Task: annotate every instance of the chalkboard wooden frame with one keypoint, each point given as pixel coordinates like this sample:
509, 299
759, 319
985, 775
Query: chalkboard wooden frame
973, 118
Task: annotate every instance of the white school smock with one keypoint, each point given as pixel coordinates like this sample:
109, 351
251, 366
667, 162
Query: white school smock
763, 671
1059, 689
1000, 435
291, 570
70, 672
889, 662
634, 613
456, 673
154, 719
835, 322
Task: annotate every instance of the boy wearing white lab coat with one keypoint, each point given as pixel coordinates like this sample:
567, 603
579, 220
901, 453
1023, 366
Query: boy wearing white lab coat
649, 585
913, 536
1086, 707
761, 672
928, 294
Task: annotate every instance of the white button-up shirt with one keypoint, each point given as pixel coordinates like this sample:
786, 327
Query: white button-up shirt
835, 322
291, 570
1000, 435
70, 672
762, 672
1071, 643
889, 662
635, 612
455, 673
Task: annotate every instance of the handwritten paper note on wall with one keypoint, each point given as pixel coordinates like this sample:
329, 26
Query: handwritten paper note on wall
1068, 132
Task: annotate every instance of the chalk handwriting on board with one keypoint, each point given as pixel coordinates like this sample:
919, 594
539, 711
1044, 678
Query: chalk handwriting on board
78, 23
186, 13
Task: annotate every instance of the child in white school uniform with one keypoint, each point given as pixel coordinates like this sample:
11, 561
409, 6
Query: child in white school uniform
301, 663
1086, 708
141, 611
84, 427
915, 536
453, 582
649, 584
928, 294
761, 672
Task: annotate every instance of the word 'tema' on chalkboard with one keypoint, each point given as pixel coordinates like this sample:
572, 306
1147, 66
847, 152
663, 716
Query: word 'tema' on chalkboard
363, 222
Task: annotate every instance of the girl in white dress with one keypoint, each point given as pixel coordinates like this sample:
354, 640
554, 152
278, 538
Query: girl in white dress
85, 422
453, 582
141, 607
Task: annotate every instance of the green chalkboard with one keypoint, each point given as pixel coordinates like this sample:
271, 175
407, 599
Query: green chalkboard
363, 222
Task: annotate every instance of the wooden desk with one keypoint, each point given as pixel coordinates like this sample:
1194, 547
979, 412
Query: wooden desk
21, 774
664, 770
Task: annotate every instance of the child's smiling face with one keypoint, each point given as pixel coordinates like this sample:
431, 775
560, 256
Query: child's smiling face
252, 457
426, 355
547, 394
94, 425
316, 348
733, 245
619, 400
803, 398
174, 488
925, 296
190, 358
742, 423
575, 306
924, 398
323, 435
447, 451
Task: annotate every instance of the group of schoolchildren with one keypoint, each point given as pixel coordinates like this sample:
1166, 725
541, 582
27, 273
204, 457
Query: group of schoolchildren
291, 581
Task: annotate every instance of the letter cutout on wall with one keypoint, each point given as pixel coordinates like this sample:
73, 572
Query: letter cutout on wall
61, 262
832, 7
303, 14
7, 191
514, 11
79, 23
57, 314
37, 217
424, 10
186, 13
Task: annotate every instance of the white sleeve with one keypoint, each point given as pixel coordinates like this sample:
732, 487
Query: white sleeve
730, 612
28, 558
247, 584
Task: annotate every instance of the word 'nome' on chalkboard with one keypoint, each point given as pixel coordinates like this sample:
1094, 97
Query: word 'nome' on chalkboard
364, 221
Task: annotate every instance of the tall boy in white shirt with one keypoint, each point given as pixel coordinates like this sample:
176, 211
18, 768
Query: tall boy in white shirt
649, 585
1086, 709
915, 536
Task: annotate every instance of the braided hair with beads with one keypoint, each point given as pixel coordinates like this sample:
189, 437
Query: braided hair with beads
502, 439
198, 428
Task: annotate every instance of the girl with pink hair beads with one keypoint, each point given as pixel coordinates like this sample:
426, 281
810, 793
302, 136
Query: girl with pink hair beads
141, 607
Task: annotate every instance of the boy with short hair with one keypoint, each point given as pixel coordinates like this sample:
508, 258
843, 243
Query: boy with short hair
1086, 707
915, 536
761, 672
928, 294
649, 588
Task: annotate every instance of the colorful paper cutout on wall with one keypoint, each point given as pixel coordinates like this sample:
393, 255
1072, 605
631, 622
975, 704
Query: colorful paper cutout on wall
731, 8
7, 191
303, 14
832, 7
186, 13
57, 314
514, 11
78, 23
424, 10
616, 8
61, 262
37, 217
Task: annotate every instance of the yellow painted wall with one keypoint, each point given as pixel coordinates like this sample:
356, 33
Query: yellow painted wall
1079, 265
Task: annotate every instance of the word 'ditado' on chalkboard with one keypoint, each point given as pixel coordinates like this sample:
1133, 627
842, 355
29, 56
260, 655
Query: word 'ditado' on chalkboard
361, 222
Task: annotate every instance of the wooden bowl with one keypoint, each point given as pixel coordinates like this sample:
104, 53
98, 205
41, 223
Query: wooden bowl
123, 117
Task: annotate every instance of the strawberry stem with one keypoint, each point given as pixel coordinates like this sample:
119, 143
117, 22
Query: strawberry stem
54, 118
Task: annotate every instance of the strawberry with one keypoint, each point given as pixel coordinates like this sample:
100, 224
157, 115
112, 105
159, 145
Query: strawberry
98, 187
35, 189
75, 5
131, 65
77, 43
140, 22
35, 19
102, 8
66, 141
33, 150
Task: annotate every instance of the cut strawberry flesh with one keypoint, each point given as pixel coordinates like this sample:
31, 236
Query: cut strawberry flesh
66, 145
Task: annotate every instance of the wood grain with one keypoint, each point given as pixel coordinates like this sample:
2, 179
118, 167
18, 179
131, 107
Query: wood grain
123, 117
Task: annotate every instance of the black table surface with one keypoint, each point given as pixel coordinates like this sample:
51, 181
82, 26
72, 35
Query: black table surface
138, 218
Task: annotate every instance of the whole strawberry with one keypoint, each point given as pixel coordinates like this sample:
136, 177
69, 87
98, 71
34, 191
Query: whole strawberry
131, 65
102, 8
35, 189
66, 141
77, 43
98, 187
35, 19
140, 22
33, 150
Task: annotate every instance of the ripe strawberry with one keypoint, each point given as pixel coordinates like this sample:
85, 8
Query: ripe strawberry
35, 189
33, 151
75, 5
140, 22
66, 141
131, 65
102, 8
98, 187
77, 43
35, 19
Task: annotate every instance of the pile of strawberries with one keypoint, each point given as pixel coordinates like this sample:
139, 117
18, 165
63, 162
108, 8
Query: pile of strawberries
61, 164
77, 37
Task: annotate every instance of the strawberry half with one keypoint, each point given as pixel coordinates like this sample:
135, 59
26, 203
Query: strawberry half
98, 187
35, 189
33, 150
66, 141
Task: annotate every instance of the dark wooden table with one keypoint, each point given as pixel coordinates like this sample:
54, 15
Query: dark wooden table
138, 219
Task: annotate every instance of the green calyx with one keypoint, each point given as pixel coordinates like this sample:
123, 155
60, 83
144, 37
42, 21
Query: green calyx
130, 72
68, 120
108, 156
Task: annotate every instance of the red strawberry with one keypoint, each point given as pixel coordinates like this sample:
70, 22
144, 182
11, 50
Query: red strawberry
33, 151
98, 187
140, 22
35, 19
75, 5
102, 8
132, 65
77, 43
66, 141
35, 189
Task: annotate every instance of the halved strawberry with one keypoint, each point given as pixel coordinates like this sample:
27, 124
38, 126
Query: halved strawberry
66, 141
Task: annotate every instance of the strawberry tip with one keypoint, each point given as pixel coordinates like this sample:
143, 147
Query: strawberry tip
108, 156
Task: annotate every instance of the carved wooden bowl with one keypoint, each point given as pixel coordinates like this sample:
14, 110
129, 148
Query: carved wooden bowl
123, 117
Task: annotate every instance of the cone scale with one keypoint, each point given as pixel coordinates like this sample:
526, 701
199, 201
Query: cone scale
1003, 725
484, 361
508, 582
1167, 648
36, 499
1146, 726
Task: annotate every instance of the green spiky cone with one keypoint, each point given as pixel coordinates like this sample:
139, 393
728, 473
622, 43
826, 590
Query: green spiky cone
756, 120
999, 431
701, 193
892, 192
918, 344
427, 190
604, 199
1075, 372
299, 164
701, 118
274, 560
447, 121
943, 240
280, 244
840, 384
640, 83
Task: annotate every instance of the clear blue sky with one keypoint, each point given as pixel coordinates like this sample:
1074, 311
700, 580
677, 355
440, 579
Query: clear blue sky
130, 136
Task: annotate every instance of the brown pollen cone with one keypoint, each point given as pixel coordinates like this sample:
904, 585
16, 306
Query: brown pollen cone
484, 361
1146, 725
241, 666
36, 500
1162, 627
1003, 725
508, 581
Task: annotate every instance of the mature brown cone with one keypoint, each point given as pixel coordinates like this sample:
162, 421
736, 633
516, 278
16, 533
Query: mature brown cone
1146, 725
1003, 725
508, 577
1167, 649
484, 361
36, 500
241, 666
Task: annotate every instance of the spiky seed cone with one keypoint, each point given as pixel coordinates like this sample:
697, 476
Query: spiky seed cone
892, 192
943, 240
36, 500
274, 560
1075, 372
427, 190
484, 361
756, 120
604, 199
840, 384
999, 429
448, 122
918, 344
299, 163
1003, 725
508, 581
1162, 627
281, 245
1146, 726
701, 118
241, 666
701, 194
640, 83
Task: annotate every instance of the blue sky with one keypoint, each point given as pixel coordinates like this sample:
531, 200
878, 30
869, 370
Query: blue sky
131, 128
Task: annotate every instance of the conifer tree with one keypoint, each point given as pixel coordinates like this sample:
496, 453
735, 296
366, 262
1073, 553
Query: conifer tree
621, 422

-*-*-

## EXERCISE PROMPT:
Repeat word for word every line from the one that holds "Task: annotate every instance of the spiky" to the end. Both ends count.

## THE COMPLETED TASK:
Task: annotate every instance of the spiky seed cone with one keypoint, each point given as pixel coordinates like this sample:
697, 476
Query: spiky seed cone
892, 192
943, 240
36, 500
274, 560
1075, 372
427, 190
484, 361
756, 120
604, 199
840, 384
999, 429
448, 122
918, 344
299, 163
1003, 725
508, 581
1162, 627
281, 245
1146, 726
701, 118
241, 666
701, 194
640, 83
Task: annotate every instance of the blue sky with one keypoint, each point given as pixel coordinates like this sample:
531, 200
878, 30
869, 370
Query: blue sky
131, 128
Task: annotate every instance of the conifer tree with one keypoint, each point given as pixel coordinates like this sample:
496, 453
735, 296
366, 262
1073, 553
Query: conifer tree
621, 422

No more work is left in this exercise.